Set down all of the lines below exactly as they are given.

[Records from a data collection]
+===+
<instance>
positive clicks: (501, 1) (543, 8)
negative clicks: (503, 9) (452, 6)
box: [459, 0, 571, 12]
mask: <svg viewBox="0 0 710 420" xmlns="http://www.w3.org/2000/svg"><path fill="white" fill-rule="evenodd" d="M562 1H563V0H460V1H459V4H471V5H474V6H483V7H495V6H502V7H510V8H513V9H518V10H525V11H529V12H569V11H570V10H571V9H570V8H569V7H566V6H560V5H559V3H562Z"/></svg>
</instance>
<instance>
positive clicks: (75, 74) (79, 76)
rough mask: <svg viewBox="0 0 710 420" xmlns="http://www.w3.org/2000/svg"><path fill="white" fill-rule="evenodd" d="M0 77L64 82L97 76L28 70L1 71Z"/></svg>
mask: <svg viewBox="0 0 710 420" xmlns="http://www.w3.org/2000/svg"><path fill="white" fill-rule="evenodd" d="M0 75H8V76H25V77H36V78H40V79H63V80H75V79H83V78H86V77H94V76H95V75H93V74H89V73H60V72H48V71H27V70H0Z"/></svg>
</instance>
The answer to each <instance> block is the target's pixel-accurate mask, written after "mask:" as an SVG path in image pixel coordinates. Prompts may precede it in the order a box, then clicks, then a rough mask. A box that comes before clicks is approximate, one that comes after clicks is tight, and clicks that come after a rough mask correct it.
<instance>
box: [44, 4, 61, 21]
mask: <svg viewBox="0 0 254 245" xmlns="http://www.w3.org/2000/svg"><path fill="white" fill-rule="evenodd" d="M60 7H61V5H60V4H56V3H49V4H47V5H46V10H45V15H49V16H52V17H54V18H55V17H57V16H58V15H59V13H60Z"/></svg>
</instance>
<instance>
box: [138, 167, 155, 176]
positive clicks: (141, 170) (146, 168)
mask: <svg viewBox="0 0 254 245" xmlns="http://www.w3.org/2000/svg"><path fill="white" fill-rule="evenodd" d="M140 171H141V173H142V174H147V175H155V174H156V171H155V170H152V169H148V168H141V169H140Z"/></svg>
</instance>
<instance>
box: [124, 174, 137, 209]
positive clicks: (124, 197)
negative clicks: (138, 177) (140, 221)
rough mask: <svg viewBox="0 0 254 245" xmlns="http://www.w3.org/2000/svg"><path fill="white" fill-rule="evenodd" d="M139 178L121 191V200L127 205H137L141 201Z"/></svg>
+===+
Task answer -
<instance>
positive clicks: (501, 1) (543, 8)
negative clicks: (503, 9) (452, 6)
box: [459, 0, 571, 12]
mask: <svg viewBox="0 0 710 420" xmlns="http://www.w3.org/2000/svg"><path fill="white" fill-rule="evenodd" d="M562 1H563V0H460V1H459V4H471V5H474V6H483V7H495V6H502V7H510V8H513V9H518V10H525V11H529V12H569V11H570V10H571V9H570V8H569V7H566V6H560V5H559V3H562Z"/></svg>
</instance>
<instance>
positive clicks: (75, 74) (79, 76)
rough mask: <svg viewBox="0 0 710 420" xmlns="http://www.w3.org/2000/svg"><path fill="white" fill-rule="evenodd" d="M0 77L64 82L97 76L28 70L1 71Z"/></svg>
mask: <svg viewBox="0 0 710 420" xmlns="http://www.w3.org/2000/svg"><path fill="white" fill-rule="evenodd" d="M0 75H8V76H25V77H36V78H40V79H63V80H75V79H83V78H86V77H94V76H95V75H93V74H89V73H60V72H48V71H27V70H0Z"/></svg>
</instance>
The answer to each <instance> block is the target's pixel-accurate mask, written after "mask:" as an SVG path in image pixel coordinates. Prompts may precede it in the order a box, then clicks, then a rough mask. A box that comes before clicks is approximate, one that comes after clicks is tight, and clicks that come after a rough mask correct it.
<instance>
box: [44, 4, 61, 21]
mask: <svg viewBox="0 0 254 245" xmlns="http://www.w3.org/2000/svg"><path fill="white" fill-rule="evenodd" d="M60 7H61V5H60V4H56V3H49V4H47V5H46V10H45V15H49V16H52V17H54V18H55V17H57V16H58V15H59V13H60Z"/></svg>
</instance>
<instance>
box: [138, 167, 155, 176]
positive clicks: (141, 170) (146, 168)
mask: <svg viewBox="0 0 254 245" xmlns="http://www.w3.org/2000/svg"><path fill="white" fill-rule="evenodd" d="M140 171H141V173H142V174H147V175H155V174H156V171H155V170H152V169H148V168H141V169H140Z"/></svg>
</instance>
<instance>
box: [124, 174, 137, 209]
positive clicks: (124, 197)
negative clicks: (138, 177) (140, 221)
rough mask: <svg viewBox="0 0 254 245" xmlns="http://www.w3.org/2000/svg"><path fill="white" fill-rule="evenodd" d="M139 178L121 191V200L127 205H137L141 201Z"/></svg>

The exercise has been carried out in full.